= DATA SECTION =
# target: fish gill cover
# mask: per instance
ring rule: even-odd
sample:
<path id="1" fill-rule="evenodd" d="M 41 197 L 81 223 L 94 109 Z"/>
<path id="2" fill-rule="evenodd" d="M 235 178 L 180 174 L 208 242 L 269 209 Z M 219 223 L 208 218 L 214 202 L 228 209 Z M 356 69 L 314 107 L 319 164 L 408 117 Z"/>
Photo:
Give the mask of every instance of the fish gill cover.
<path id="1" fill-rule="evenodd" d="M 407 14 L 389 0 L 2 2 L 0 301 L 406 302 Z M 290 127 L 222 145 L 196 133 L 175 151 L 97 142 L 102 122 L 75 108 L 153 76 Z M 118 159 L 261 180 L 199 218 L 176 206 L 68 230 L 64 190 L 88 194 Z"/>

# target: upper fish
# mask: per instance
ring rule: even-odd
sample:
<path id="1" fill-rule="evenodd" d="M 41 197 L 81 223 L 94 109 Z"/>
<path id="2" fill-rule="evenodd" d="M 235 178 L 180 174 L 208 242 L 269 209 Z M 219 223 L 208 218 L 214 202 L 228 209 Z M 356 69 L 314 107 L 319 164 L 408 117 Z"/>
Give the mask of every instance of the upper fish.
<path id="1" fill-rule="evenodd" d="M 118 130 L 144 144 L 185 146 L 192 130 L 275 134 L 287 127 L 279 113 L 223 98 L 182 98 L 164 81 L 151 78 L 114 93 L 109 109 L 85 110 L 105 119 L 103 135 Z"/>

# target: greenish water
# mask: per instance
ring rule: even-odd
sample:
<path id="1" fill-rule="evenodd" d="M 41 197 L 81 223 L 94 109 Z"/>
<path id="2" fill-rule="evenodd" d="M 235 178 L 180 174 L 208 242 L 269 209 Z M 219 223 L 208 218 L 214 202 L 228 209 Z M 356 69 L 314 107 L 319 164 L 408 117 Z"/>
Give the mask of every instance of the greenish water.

= SET EXERCISE =
Swap every occurrence of "Give the mask" for "Return the mask" and reproduce all of the records above, changing nothing else.

= OUTPUT FOR THIS EXERCISE =
# target: fish gill cover
# mask: per instance
ring rule: even-odd
sample:
<path id="1" fill-rule="evenodd" d="M 41 197 L 81 223 L 94 109 Z"/>
<path id="2" fill-rule="evenodd" d="M 235 178 L 180 174 L 208 242 L 269 209 Z M 219 223 L 208 218 L 214 202 L 228 209 Z M 356 69 L 314 107 L 319 164 L 408 117 Z"/>
Photo:
Return the mask of every instance of the fish gill cover.
<path id="1" fill-rule="evenodd" d="M 407 14 L 389 0 L 2 2 L 0 301 L 406 302 Z M 290 127 L 222 145 L 196 133 L 175 151 L 97 142 L 102 122 L 75 108 L 153 76 Z M 118 159 L 261 180 L 199 218 L 176 206 L 68 230 L 64 190 L 88 194 Z"/>

# target: upper fish
# mask: per instance
ring rule: even-odd
sample:
<path id="1" fill-rule="evenodd" d="M 41 197 L 81 223 L 94 109 Z"/>
<path id="2" fill-rule="evenodd" d="M 235 178 L 180 174 L 208 242 L 269 209 Z M 219 223 L 208 218 L 214 202 L 228 209 Z M 356 69 L 314 107 L 319 164 L 408 117 Z"/>
Return the mask of every instance of the upper fish.
<path id="1" fill-rule="evenodd" d="M 118 130 L 144 144 L 185 146 L 192 130 L 275 134 L 287 127 L 279 113 L 223 98 L 182 98 L 164 81 L 151 78 L 114 93 L 109 109 L 85 110 L 105 119 L 103 135 Z"/>

# target: greenish water
# mask: per instance
ring rule: even-odd
sample:
<path id="1" fill-rule="evenodd" d="M 41 197 L 81 223 L 94 109 Z"/>
<path id="2" fill-rule="evenodd" d="M 235 178 L 180 174 L 208 242 L 269 209 Z M 219 223 L 208 218 L 214 202 L 228 209 Z M 356 69 L 314 107 L 319 164 L 408 117 Z"/>
Return the mask of every instance of the greenish water.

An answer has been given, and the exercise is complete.